[llvm-dev] RFC: Dynamic dominators
Sean Silva via llvm-dev
llvm-dev at lists.llvm.org
Mon Jun 12 17:59:30 PDT 2017
On Mon, Jun 12, 2017 at 5:58 PM, Sean Silva <chisophugis at gmail.com> wrote:
> On Mon, Jun 12, 2017 at 5:12 PM, Jakub (Kuba) Kuderski via llvm-dev <
> llvm-dev at lists.llvm.org> wrote:
>> Hi folks,
>> This summer I'm working on improving dominators during my internship at
>> Google. Below is an RFC on switching to dynamic dominators, which you can
>> also read as a Google Doc
>> if you prefer so. Please let us know what you think.
>> *1. Context*
>> Currently LLVM uses the Simple Lengauer-Tarjan algorithm to build the
>> (post)dominator tree. The only way to update it is by manually setting
>> IDoms which is not obvious in many cases and can be extremely error-prone.
>> And because updating it manually is so difficult, programmers tend to just
>> recompute it after changing the CFG (by not AU.addPreserved()'ing the
>> DomTree). This causes DomTree calculation to fire very often even if only a
>> very small portion of it gets really affected by the changes in CFG. As an
>> example, when optimizing a Full LTO clang bitcode, DominatorTreeWrapperPass
>> alone calls DT.recalculate over 6.5 million times, which takes 20s on my
> Assuming an optimistic 10min clang FullLTO build time, this is about 3%,
> so overall this is actually a pretty perf improvement I think.

:: DATASET EXTRACT ::

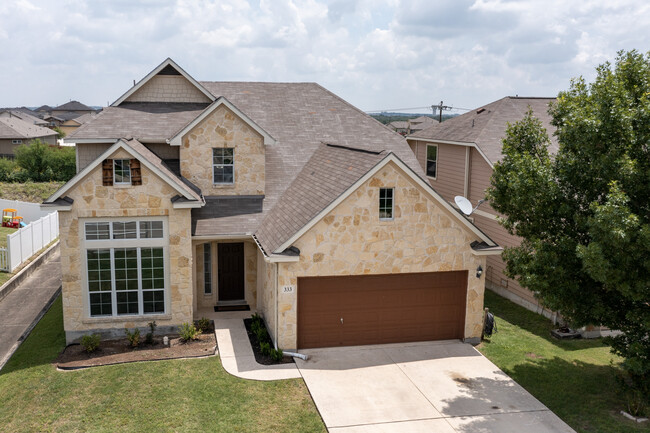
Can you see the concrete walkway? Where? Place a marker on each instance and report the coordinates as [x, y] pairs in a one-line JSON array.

:: PROBLEMS TO WORK ON ::
a) Reproduce the dynamic dominators thread from "[llvm-dev] RFC: Dynamic" to "what you think.".
b) Pick up the dynamic dominators thread after its last line and keep writing it.

:: OUTPUTS BY TASK ::
a)
[llvm-dev] RFC: Dynamic dominators
Sean Silva via llvm-dev
llvm-dev at lists.llvm.org
Mon Jun 12 17:59:30 PDT 2017
On Mon, Jun 12, 2017 at 5:58 PM, Sean Silva <chisophugis at gmail.com> wrote:
> On Mon, Jun 12, 2017 at 5:12 PM, Jakub (Kuba) Kuderski via llvm-dev <
> llvm-dev at lists.llvm.org> wrote:
>> Hi folks,
>> This summer I'm working on improving dominators during my internship at
>> Google. Below is an RFC on switching to dynamic dominators, which you can
>> also read as a Google Doc
>> if you prefer so. Please let us know what you think.

b)
s/pretty/pretty small overall/
>> Using an incremental algorithm it would be much easier to keep an
>> up-to-date DomTree without custom update logic, which will save us the time
>> currently spent during DomTree recalculations and reduce the number of bugs
>> caused by manual updates.
> Avoiding bugs seems really compelling. (IIRC talking with you, Davide, and
> DannyB at the social, there are tons of such bugs, so eliminating them by
> mechanically just using a new API seems awesome)
>> It would also make it feasible to maintain postdominators and use them
>> more broadly, which currently can be too complicated and expensive.
>> *2. Proposal*
>> The proposal is to make dominators use the incremental algorithm that
>> allows to keep (post)dominator tree up to date as CFG changes. To achieve
>> that, we would implement the dynamic depth based search algorithm (DBS)
>> described in this paper  <https://arxiv.org/pdf/1604.02711.pdf> and
>> expose 2 main new functions: insertArc(From, To) and deleteArc(From, To).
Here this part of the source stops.